What to produce
Gather every line of the data below that contains the word "door". Match case exactly.

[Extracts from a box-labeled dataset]

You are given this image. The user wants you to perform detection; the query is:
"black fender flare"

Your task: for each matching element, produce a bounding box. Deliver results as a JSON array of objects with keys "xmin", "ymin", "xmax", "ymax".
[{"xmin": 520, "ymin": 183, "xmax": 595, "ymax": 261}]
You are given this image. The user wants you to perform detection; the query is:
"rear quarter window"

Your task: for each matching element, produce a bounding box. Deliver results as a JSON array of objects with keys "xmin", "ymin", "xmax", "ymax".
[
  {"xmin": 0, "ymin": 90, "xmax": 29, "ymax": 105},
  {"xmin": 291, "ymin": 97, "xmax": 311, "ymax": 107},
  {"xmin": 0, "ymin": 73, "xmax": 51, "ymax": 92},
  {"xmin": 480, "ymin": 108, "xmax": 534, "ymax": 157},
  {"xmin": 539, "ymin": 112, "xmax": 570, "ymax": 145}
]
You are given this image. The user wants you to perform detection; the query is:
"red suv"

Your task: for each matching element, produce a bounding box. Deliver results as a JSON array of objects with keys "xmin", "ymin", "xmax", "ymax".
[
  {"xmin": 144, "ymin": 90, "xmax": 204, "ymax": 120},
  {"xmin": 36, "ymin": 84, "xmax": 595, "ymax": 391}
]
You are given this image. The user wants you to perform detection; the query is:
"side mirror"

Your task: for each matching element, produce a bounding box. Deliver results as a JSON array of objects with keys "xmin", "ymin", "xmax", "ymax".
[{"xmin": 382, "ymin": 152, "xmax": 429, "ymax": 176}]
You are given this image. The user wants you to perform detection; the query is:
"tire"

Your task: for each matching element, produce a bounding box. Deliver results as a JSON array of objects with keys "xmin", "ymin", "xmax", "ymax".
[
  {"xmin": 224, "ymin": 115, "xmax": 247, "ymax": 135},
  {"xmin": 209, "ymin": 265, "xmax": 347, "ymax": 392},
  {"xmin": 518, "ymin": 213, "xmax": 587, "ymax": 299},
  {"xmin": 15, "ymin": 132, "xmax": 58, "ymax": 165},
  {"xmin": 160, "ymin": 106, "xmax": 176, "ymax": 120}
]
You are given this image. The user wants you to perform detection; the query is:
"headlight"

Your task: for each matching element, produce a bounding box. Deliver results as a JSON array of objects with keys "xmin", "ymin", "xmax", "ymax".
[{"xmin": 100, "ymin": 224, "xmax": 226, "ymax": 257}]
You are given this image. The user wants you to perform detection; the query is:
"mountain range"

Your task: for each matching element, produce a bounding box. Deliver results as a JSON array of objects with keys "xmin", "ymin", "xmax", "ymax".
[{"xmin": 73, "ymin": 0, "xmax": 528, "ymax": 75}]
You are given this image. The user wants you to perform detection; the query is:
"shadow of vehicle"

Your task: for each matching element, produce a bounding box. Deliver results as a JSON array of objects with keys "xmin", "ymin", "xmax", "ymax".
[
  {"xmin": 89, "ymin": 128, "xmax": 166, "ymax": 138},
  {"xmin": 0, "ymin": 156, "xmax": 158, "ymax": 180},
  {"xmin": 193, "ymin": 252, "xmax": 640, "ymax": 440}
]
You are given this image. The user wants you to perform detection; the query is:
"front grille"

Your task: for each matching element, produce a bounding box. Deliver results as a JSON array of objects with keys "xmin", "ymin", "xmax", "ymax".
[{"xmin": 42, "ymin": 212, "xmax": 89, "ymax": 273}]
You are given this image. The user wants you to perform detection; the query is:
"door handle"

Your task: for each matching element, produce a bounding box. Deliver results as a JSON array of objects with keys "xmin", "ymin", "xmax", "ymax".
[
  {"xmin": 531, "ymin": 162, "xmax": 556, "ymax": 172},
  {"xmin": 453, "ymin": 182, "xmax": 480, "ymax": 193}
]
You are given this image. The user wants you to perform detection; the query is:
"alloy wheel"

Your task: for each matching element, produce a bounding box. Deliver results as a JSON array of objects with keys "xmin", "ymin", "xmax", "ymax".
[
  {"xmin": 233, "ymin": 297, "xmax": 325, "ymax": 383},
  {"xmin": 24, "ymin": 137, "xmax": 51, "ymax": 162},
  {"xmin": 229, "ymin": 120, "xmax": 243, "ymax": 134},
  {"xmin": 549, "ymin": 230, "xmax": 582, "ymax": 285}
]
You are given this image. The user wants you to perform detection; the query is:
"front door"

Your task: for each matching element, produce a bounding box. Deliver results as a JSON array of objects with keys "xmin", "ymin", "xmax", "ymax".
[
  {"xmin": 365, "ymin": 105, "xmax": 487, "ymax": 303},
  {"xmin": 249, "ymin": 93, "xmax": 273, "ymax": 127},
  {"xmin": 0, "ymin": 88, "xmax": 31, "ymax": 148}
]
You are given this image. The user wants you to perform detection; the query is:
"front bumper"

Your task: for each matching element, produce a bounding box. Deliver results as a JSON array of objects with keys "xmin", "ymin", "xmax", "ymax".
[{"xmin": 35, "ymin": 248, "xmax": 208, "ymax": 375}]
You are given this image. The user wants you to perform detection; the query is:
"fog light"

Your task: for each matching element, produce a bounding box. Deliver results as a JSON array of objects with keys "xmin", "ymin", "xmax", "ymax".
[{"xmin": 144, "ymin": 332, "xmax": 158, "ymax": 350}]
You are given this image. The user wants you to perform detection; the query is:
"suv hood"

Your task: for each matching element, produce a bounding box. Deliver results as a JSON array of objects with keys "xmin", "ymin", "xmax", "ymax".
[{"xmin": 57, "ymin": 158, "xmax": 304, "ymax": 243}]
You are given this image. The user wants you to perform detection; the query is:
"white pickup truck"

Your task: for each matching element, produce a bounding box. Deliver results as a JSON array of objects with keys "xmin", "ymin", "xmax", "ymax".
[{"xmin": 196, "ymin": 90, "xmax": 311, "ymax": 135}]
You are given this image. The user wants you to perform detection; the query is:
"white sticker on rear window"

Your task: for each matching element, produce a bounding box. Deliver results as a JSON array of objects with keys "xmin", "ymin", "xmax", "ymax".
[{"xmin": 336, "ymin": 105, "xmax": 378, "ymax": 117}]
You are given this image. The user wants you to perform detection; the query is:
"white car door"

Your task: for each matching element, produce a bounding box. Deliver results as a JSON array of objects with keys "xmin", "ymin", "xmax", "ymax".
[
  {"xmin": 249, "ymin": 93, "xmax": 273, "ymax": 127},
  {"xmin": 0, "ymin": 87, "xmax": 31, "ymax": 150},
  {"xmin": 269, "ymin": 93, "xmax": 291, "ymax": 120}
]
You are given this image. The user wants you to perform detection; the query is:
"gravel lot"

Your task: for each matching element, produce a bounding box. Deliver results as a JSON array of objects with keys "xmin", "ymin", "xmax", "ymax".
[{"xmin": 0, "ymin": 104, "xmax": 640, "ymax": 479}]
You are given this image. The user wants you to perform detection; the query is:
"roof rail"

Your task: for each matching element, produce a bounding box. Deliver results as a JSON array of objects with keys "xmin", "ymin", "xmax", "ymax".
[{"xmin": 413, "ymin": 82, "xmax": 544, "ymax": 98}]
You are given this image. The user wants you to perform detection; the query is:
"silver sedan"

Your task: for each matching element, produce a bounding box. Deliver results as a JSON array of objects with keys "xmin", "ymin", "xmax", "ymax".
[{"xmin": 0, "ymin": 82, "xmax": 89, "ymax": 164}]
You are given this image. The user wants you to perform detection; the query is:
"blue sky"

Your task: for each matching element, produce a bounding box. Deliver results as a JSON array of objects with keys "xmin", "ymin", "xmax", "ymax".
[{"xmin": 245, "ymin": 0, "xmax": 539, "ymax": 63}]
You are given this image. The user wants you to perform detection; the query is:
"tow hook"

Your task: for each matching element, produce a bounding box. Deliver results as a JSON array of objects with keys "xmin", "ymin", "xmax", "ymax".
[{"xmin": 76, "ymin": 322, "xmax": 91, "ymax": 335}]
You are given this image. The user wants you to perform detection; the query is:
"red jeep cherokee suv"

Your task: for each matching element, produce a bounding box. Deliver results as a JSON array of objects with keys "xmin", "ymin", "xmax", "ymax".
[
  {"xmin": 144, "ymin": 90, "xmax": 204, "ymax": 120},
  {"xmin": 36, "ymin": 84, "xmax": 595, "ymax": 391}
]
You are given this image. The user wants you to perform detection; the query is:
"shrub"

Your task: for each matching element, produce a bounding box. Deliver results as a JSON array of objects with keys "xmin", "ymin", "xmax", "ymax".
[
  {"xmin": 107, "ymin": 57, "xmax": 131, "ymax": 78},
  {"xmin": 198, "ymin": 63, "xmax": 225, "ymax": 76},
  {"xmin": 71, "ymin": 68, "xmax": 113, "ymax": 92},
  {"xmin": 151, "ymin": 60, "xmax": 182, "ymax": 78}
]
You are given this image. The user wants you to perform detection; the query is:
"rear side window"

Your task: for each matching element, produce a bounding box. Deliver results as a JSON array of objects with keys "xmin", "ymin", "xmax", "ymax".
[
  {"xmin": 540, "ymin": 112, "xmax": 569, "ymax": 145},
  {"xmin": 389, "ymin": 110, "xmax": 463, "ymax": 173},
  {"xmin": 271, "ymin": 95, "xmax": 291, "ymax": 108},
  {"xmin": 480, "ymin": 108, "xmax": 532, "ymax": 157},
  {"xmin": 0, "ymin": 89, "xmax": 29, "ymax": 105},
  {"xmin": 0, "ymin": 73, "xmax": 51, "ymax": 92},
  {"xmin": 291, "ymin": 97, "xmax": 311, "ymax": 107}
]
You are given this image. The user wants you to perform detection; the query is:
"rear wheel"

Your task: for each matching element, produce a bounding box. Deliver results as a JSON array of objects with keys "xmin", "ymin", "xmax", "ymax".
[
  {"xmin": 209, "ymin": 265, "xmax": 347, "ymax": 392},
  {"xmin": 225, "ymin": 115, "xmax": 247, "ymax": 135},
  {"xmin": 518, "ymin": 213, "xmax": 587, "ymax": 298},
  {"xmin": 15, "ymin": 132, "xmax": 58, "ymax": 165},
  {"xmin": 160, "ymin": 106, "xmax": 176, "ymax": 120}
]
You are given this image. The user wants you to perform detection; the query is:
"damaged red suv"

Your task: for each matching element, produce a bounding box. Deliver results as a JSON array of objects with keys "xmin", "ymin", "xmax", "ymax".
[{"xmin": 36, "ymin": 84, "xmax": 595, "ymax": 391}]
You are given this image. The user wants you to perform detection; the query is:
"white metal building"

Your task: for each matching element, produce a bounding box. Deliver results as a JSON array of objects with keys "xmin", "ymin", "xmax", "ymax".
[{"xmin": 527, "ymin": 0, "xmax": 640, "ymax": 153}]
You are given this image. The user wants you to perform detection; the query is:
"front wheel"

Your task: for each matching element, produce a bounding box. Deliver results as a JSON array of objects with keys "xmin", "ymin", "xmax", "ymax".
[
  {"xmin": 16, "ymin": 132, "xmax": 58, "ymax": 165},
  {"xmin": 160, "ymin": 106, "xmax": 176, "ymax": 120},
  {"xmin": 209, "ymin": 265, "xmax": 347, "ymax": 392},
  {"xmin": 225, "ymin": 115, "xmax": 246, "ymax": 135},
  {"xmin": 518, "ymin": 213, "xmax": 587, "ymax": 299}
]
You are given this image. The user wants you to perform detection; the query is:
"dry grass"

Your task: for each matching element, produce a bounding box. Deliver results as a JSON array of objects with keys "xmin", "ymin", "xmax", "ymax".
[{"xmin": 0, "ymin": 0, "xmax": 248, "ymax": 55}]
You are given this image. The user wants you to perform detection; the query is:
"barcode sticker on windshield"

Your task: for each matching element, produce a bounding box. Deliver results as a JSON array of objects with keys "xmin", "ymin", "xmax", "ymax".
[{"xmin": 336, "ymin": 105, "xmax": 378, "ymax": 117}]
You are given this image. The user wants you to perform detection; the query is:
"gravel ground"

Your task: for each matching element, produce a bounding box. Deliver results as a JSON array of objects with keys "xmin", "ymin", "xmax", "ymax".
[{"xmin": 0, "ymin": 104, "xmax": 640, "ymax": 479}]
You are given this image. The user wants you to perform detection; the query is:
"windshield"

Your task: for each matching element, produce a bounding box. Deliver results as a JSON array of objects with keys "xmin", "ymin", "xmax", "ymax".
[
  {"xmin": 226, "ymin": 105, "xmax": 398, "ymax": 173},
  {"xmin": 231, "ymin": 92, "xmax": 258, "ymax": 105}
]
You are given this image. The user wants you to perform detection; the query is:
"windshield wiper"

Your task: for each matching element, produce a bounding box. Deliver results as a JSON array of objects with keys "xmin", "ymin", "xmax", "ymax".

The output
"door handle"
"front door"
"white car door"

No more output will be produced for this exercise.